= Given exercise =
Extend the code review thread below on the clangd patch for mapping STL symbols to includes, writing the next part after its final comment.

= Reading passage =
[PATCH] D58345: [clangd] Using symbol name to map includes for STL symbols.

Eric Liu via Phabricator via cfe-commits cfe-commits at lists.llvm.org
Tue Mar 12 07:24:26 PDT 2019


ioeric added inline comments.


================
Comment at: clangd/StdGen/StdGen.py:2
+#!/usr/bin/env python
+#===- StdGen.py -  -------------------------------------------*- python -*--===#
+#
----------------
I'd avoid abbreviation in the file name and the new directory name. `StdGen` sounds a lot like a library ;)

I'd suggest something like `std-include-mapping/generate.py`


================
Comment at: clangd/StdGen/StdGen.py:14
+
+Caveats and FIXMEs:
+  - only symbols directly in "std::namespace" are added
----------------
we should also mention what the tool's behaviors are for these cases.


================
Comment at: clangd/StdGen/StdGen.py:15
+Caveats and FIXMEs:
+  - only symbols directly in "std::namespace" are added
+  - symbols with multiple variants, or defined in multiple headers aren't added
----------------
nit: s/"std::namespace"/std:: namespace/?

= Information supplied =
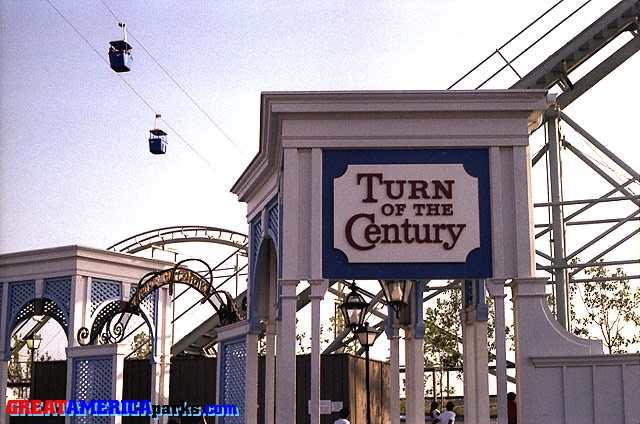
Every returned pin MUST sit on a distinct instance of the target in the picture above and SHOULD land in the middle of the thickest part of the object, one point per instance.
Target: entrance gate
(384, 185)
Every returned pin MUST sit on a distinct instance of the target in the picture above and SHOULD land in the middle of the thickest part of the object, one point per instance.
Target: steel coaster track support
(599, 145)
(559, 260)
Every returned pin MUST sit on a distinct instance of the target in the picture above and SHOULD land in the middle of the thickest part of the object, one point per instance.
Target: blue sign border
(479, 262)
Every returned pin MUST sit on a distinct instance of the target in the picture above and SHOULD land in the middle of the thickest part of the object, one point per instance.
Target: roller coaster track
(161, 237)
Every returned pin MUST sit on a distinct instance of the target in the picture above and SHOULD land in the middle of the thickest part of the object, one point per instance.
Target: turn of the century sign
(406, 214)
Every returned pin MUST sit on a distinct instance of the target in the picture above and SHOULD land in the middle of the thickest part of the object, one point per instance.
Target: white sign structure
(406, 213)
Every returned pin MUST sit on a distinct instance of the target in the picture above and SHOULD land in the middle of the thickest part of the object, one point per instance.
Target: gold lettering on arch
(181, 275)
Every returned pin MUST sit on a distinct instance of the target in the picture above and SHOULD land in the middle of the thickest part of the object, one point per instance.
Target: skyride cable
(138, 94)
(178, 84)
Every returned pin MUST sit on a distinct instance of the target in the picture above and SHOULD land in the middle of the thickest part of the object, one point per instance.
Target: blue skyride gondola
(157, 139)
(120, 58)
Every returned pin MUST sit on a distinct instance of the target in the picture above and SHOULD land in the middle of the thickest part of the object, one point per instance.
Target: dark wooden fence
(194, 380)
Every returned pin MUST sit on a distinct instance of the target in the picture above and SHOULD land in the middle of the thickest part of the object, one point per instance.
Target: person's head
(344, 413)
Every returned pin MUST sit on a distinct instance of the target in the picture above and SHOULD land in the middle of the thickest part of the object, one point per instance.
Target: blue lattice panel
(273, 218)
(233, 379)
(92, 380)
(59, 289)
(19, 293)
(102, 290)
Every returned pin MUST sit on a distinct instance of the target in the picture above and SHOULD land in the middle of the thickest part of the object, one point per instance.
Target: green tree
(443, 329)
(141, 346)
(611, 306)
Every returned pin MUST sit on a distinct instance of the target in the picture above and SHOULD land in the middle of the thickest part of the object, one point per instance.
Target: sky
(75, 165)
(74, 161)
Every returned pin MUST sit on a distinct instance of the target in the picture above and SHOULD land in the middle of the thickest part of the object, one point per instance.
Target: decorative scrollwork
(109, 330)
(83, 334)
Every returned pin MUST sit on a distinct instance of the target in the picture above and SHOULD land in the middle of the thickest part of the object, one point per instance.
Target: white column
(469, 377)
(270, 373)
(286, 355)
(415, 370)
(251, 376)
(318, 289)
(496, 291)
(408, 374)
(475, 359)
(4, 365)
(394, 376)
(78, 314)
(161, 367)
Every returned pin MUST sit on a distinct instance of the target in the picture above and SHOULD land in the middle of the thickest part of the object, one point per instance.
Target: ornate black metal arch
(111, 330)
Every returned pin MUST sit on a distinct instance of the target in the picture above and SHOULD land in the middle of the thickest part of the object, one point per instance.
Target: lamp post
(354, 309)
(396, 293)
(33, 343)
(367, 336)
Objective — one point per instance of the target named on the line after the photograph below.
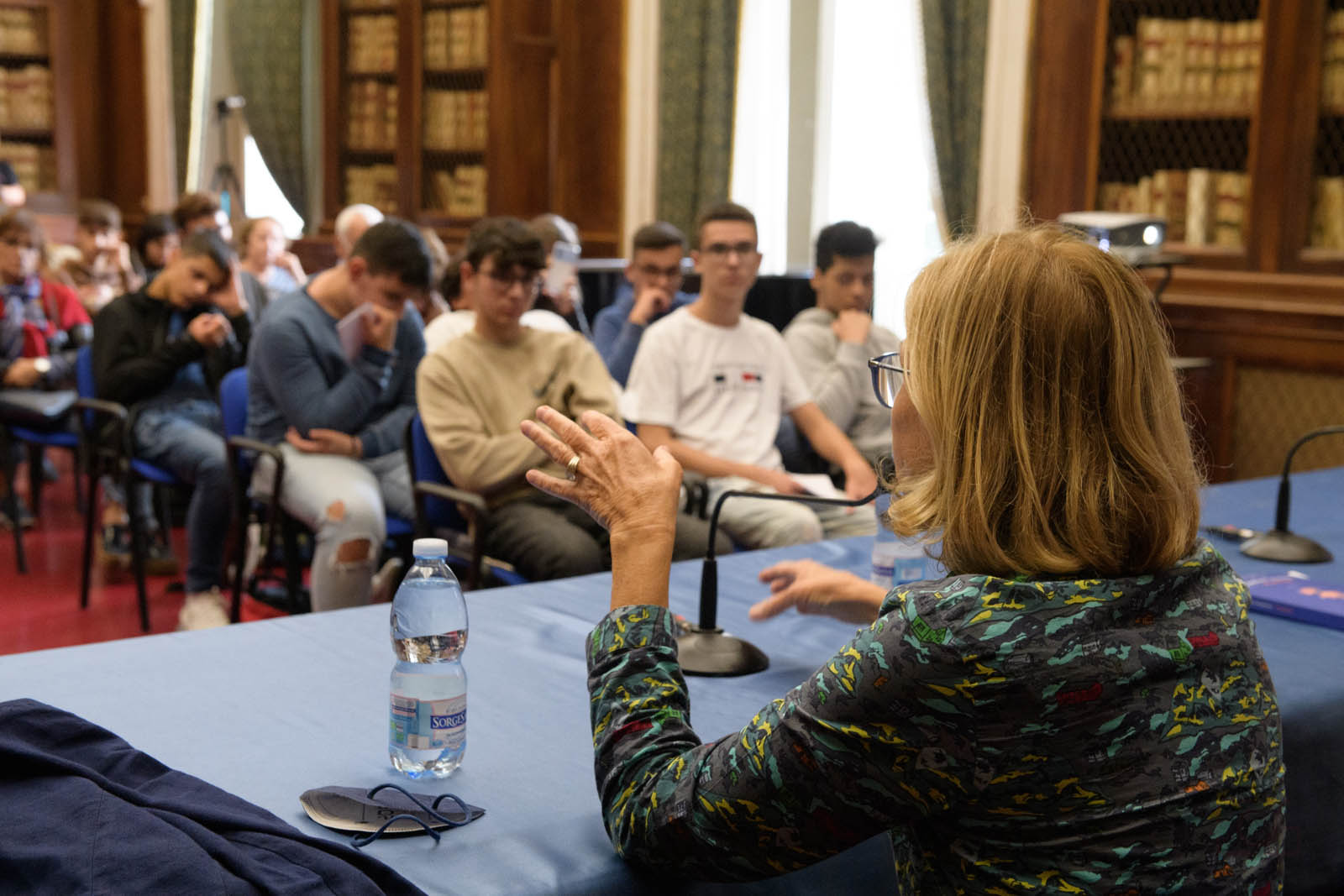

= Exercise result =
================
Comment at: clangd/StdGen/StdGen.py:16
+  - only symbols directly in "std::namespace" are added
+  - symbols with multiple variants, or defined in multiple headers aren't added
+
----------------
it's not trivial what these are. could provide an example here. 


================
Comment at: clangd/StdGen/StdGen.py:18
+
+Usage:
+  1. Install BeautifulSoup dependency
----------------
Suggestion: it would be nice to provide the common commands for each step. E.g. `pip install <beautiful soup>`. 


================
Comment at: clangd/StdGen/StdGen.py:23
+  3. Run the command:
+       StdGen.py -cppreference-doc <path/to/cppreference-doc> > StdGen.h
+"""
----------------
what is the `<path/to/cppreference-doc>` here? is it the downloaded zip, the unzipped (e.g. `cppreference-doc-20181028/`), or some specific html doc in the directory?


================
Comment at: clangd/StdGen/StdGen.py:23
+  3. Run the command:
+       StdGen.py -cppreference-doc <path/to/cppreference-doc> > StdGen.h
+"""
----------------
ioeric wrote:
> what is the `<path/to/cppreference-doc>` here? is it the downloaded zip, the unzipped (e.g. `cppreference-doc-20181028/`), or some specific html doc in the directory?
Again, `StdGen` is not great name. I'd suggest `StdHeaderMapping`.

nit: s/.h/.inc/


================
Comment at: clangd/StdGen/StdGen.py:32
+
+STDGEN_CODE = """\
+//===-- StdGen'erated file --------------------------------------*- C++ -*-===//
----------------
nit: maybe `STDGEN_CODE_HEADER`?


================
Comment at: clangd/StdGen/StdGen.py:48
+def ParseSymbolPage(symbol_page_html):
+  """Parse the symbol page and retrieve the include header defined in this page.
+  Returns a list of headers.
----------------
could you provide a sample html snippet in the comment? it would make the code easier to understand. thanks!

(same for `ParseIndexPage`)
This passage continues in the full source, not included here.